● **Set problem**: Copy the data from the line that contains "Target: blue sky" to its last line, exactly, including both of those lines and leaving out everything before.
• • •
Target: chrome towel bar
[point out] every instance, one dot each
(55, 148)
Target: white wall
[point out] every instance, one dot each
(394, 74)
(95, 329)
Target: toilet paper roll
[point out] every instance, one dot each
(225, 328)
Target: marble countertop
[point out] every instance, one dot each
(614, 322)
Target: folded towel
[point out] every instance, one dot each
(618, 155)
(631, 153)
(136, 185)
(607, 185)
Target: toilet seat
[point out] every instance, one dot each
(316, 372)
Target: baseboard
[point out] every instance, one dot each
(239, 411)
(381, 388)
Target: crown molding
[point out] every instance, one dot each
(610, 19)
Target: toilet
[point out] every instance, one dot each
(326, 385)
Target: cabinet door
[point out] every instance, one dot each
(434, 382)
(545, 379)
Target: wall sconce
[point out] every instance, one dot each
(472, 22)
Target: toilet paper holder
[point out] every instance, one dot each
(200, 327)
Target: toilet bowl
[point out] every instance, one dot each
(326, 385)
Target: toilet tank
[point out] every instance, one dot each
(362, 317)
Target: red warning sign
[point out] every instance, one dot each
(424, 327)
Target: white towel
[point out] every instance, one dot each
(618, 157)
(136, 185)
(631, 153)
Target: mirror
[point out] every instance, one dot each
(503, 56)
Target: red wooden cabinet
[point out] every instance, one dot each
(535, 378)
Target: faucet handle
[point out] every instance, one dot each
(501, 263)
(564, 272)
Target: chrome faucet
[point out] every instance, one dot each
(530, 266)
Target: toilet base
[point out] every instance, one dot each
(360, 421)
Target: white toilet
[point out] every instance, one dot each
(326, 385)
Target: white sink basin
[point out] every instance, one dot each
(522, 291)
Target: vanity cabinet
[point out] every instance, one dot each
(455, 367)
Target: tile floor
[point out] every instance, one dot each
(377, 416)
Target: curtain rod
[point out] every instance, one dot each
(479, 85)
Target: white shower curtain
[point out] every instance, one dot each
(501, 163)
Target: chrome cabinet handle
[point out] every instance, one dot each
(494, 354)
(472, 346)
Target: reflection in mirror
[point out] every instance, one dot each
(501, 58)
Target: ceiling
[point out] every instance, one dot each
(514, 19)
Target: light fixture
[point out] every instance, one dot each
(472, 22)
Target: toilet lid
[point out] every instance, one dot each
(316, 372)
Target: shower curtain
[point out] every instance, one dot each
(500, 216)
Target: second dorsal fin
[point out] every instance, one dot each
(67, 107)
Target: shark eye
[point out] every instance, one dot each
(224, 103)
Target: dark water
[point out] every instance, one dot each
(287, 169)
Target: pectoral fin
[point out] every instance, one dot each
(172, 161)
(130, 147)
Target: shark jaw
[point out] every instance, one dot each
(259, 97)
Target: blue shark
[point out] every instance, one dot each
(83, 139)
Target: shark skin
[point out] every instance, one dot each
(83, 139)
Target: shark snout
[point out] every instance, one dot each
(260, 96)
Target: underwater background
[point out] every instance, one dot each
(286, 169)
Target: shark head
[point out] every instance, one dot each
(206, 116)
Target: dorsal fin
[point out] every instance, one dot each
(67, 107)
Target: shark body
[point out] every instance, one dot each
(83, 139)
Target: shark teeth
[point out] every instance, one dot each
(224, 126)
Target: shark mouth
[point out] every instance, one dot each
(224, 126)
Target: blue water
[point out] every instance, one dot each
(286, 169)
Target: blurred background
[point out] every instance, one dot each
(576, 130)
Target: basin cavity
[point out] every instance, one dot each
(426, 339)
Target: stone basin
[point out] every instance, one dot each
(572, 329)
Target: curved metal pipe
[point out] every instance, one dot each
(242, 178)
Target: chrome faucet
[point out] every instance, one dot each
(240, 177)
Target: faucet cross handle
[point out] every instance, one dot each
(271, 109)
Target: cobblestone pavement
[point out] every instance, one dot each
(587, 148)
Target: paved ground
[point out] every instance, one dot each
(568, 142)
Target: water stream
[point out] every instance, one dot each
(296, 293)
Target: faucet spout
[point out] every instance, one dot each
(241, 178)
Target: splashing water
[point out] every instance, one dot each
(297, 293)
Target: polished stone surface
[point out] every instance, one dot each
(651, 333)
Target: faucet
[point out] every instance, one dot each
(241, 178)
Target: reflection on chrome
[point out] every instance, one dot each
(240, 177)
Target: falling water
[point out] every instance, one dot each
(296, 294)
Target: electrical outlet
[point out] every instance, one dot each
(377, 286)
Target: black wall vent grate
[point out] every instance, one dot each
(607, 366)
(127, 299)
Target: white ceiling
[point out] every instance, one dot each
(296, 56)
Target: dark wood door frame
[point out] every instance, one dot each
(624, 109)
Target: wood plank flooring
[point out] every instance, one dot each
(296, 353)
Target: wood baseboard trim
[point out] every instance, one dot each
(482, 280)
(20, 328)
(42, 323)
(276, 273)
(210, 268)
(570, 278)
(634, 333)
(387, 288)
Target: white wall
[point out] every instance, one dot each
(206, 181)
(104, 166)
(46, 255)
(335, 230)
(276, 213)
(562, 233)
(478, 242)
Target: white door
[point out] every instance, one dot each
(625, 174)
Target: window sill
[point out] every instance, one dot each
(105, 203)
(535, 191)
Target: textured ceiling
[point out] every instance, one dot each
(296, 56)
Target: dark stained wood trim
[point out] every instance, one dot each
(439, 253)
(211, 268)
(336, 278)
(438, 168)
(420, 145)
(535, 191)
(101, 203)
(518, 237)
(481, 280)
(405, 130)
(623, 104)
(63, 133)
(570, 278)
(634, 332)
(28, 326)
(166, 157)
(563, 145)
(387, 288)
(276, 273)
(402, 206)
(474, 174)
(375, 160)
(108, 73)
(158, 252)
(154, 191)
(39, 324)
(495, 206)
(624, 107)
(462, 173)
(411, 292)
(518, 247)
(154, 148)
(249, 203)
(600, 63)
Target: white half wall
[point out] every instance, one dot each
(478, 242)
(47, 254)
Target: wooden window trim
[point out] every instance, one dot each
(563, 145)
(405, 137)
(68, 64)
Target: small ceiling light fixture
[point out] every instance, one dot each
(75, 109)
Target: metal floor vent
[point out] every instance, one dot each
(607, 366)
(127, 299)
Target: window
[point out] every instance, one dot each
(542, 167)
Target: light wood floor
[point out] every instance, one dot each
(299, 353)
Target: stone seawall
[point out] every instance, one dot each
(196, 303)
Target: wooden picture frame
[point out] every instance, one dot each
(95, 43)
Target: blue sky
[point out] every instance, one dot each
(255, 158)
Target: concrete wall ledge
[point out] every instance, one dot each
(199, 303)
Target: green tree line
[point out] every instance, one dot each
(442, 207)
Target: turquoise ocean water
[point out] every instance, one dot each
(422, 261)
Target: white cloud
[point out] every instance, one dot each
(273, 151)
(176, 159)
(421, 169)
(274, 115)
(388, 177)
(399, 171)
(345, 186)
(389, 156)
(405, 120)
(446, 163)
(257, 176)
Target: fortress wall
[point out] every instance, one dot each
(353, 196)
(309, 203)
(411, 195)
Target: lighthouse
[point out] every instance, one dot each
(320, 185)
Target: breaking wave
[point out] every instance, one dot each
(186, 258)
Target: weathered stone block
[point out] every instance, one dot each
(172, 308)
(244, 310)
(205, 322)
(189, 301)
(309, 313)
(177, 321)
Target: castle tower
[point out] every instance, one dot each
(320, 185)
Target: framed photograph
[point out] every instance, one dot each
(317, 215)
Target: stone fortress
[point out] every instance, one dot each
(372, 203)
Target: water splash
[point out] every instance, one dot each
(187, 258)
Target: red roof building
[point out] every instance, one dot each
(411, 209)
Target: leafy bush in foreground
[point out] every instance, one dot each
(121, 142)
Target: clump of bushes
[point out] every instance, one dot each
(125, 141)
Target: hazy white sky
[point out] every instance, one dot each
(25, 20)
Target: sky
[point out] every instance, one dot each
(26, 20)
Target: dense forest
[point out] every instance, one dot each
• • •
● **Task solution**:
Target: blue sky
[point out] every instance, one dot each
(255, 158)
Target: concrete wall ledge
[point out] every instance, one dot each
(199, 303)
Target: green tree line
[point out] every instance, one dot each
(442, 207)
Target: turquoise ocean water
[point out] every instance, one dot each
(422, 261)
Target: white cloud
[point out] every instance, one dot each
(273, 151)
(176, 159)
(421, 169)
(274, 115)
(388, 177)
(399, 171)
(345, 186)
(389, 156)
(405, 120)
(446, 163)
(257, 176)
Target: fortress wall
[point out] every instance, one dot each
(353, 196)
(309, 203)
(411, 195)
Target: lighthouse
[point out] every instance, one dot each
(320, 185)
Target: breaking wave
[point out] every instance, one dot each
(186, 258)
Target: weathered stone block
[point out] every instance, one dot each
(172, 308)
(244, 310)
(205, 322)
(189, 301)
(309, 313)
(177, 321)
Target: castle tower
[point out] every instance, one dot each
(320, 185)
Target: framed photograph
[point out] every instance, one dot each
(317, 215)
Target: stone fortress
[point out] every instance, one dot each
(372, 203)
Target: water splash
[point out] every instance, one dot each
(187, 258)
Target: red roof building
[point out] every instance, one dot each
(411, 209)
Target: leafy bush in foreground
[point out] every instance, one dot each
(121, 142)
Target: clump of bushes
[point out] every instance, one dot each
(125, 141)
Target: hazy white sky
[point out] every instance, one dot each
(25, 20)
Target: sky
[point out] every instance, one dot each
(26, 20)
Target: dense forest
[point out] every instance, one dot each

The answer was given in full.